Dataset entries:
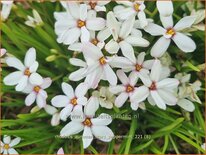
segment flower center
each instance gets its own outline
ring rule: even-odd
[[[86,119],[84,120],[83,124],[84,124],[85,126],[88,126],[88,127],[92,126],[91,119],[90,119],[90,118],[86,118]]]
[[[29,68],[25,69],[24,75],[26,75],[26,76],[30,76],[31,75],[31,72],[30,72]]]
[[[73,99],[71,99],[71,104],[73,104],[74,106],[77,105],[77,98],[74,97]]]
[[[155,82],[152,82],[151,86],[149,87],[150,90],[157,90]]]
[[[34,87],[34,91],[35,91],[36,93],[39,93],[40,89],[41,89],[41,87],[39,87],[39,86],[35,86],[35,87]]]
[[[81,28],[81,27],[83,27],[83,26],[85,26],[85,25],[86,25],[86,22],[85,22],[85,21],[82,21],[82,20],[78,20],[78,21],[77,21],[77,27]]]
[[[142,65],[136,64],[135,69],[139,72],[142,69]]]
[[[130,93],[130,92],[132,92],[132,91],[134,91],[134,87],[132,87],[131,85],[128,85],[128,86],[126,87],[126,92],[127,92],[127,93]]]
[[[140,4],[138,4],[138,3],[135,3],[134,4],[134,10],[136,11],[136,12],[139,12],[140,10],[139,10],[139,7],[140,7]]]
[[[94,44],[95,46],[97,46],[98,42],[99,40],[97,40],[96,38],[91,40],[91,43]]]
[[[105,64],[107,63],[104,56],[99,59],[99,63],[100,63],[101,65],[105,65]]]
[[[167,34],[167,35],[174,36],[174,35],[175,35],[175,30],[174,30],[173,28],[169,28],[169,29],[167,29],[166,34]]]
[[[95,6],[97,5],[96,2],[89,2],[89,5],[91,6],[91,9],[94,9]]]
[[[8,150],[10,148],[9,144],[4,144],[4,149]]]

Task description:
Copy out the records verbatim, from their start through the line containing "[[[155,82],[152,82],[151,86],[149,87],[150,90],[157,90]]]", including both ends. Leave the picture out of your answer.

Solution below:
segment flower center
each instance gets its own outline
ring rule: even-odd
[[[86,119],[84,120],[83,124],[84,124],[85,126],[88,126],[88,127],[92,126],[91,119],[90,119],[90,118],[86,118]]]
[[[29,68],[25,69],[24,75],[26,75],[26,76],[30,76],[31,75],[31,72],[30,72]]]
[[[73,99],[71,99],[71,104],[73,104],[74,106],[77,105],[77,98],[74,97]]]
[[[155,82],[152,82],[151,86],[149,87],[150,90],[157,90]]]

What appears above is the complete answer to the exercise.